Records:
★ ★ ★ ★ ★ ★ ★

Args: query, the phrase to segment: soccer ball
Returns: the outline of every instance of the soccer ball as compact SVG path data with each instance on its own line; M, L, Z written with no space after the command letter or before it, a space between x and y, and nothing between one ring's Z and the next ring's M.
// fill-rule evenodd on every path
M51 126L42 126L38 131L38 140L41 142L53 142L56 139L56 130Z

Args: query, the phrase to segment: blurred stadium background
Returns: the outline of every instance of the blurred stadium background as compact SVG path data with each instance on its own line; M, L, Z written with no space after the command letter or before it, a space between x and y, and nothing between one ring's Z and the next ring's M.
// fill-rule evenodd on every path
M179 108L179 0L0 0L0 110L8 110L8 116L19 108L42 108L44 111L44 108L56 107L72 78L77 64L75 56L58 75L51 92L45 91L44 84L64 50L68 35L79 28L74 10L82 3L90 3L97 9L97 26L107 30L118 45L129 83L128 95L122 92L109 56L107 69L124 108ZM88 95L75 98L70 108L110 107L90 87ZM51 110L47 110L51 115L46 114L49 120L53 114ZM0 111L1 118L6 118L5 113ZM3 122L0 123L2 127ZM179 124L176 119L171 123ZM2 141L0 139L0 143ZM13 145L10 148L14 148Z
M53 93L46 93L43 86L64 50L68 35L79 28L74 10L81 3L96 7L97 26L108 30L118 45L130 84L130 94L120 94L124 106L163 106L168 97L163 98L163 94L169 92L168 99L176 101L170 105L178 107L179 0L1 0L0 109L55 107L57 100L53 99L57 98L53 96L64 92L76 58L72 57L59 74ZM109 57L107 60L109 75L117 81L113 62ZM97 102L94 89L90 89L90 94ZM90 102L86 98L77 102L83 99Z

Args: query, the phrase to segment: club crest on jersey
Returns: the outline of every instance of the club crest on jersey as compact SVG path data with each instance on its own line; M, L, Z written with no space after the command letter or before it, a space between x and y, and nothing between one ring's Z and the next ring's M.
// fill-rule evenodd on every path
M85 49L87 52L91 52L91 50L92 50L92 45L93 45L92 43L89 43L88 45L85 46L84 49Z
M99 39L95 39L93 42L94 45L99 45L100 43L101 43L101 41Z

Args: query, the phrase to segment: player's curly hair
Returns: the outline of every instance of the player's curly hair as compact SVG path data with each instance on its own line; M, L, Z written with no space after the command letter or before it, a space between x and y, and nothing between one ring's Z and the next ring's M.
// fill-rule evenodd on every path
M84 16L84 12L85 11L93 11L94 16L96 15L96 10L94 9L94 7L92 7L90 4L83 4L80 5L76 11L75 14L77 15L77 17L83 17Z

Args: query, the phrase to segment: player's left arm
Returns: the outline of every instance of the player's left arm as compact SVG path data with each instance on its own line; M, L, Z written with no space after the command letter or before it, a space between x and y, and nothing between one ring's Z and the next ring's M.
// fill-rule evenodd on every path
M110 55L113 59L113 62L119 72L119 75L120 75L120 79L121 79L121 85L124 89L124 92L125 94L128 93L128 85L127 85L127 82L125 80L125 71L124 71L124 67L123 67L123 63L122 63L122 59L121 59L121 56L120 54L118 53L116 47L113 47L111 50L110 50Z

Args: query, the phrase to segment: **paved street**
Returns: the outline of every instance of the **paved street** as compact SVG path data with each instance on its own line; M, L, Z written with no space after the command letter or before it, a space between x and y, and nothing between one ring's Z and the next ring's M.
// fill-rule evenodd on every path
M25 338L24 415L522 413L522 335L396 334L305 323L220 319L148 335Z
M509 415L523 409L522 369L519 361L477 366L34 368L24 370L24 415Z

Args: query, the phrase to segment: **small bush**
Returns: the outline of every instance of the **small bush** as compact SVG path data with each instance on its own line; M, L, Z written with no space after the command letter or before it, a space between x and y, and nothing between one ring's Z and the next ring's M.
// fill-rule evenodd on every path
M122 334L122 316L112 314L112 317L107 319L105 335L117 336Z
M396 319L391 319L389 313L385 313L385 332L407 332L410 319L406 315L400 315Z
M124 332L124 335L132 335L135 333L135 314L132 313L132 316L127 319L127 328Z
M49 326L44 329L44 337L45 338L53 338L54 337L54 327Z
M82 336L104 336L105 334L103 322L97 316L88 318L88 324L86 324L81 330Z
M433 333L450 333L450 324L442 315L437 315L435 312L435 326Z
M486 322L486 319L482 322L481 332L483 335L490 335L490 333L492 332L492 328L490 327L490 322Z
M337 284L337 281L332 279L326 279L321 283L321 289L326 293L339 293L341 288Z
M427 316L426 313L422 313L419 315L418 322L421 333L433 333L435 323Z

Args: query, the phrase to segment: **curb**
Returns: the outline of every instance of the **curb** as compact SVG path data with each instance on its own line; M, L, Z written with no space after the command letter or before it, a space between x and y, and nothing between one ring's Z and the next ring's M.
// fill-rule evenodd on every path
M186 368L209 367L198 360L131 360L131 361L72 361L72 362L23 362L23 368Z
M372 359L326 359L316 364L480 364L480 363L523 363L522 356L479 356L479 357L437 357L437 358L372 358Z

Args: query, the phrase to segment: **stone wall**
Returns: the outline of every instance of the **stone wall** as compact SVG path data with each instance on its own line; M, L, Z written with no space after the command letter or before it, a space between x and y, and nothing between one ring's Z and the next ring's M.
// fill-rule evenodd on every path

★ ★ ★ ★ ★ ★ ★

- **WHAT IS REQUIRED**:
Copy the records from their first line through the line containing "M51 126L42 126L38", renaming "soccer ball" to "football" and leaving everything else unchanged.

- **FINAL RESULT**:
Args: query, the phrase to segment: football
Returns: the outline of every instance of the football as compact SVG path data with each instance on its own line; M, L, Z written with no space after the command letter or before it, a space between x and y, and nothing between one ring's Z and the next ring's M.
// fill-rule evenodd on every path
M51 126L42 126L38 131L38 140L41 142L53 142L56 139L56 130Z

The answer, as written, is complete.